GIVEN RECORDS
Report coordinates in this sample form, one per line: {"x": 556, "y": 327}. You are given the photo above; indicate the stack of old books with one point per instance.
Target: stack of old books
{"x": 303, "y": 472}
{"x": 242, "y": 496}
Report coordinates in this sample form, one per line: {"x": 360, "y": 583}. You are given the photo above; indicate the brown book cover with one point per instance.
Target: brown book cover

--

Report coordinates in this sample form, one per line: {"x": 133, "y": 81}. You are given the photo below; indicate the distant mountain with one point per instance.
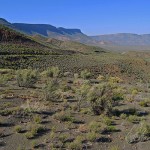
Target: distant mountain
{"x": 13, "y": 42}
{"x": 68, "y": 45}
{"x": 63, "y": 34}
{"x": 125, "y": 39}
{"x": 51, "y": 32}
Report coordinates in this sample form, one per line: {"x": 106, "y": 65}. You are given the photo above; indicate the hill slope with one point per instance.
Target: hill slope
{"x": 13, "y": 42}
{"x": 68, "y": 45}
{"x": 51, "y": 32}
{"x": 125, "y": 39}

==

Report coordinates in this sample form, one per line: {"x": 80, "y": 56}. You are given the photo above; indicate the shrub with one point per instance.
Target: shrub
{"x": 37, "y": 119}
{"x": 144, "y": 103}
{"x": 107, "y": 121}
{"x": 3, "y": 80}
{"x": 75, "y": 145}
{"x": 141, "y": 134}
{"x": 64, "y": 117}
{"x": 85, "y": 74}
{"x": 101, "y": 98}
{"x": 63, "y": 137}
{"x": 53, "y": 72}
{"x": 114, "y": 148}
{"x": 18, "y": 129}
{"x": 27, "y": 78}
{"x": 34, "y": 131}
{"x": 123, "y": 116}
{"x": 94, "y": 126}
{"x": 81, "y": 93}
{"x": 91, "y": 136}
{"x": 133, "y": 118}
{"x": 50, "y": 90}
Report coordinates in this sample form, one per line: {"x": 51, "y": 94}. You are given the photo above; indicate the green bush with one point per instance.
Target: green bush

INSTRUCTION
Pull out each line above that contains the string "brown", copying those lines in full. Case must match.

THE REPLY
Report coordinates in this sample form, one per line: {"x": 360, "y": 583}. You are given the photo above; indicate the brown book cover with one point per instance.
Target: brown book cover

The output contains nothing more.